Material:
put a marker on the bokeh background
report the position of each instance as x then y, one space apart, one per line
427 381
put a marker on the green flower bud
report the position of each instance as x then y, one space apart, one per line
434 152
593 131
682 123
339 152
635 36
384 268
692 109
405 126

Problem: Rewrite the records above, switching every "put a marker on" to "place a point on" and leaving everything else unchanged.

Answer to this task:
place a point on the bokeh background
report the position of each instance as x then y, one space apart, one per line
427 381
place a point on the green flower bud
report the position of each instance as x then y, one space apart, one per line
434 152
593 131
682 123
339 152
635 36
384 268
692 109
405 126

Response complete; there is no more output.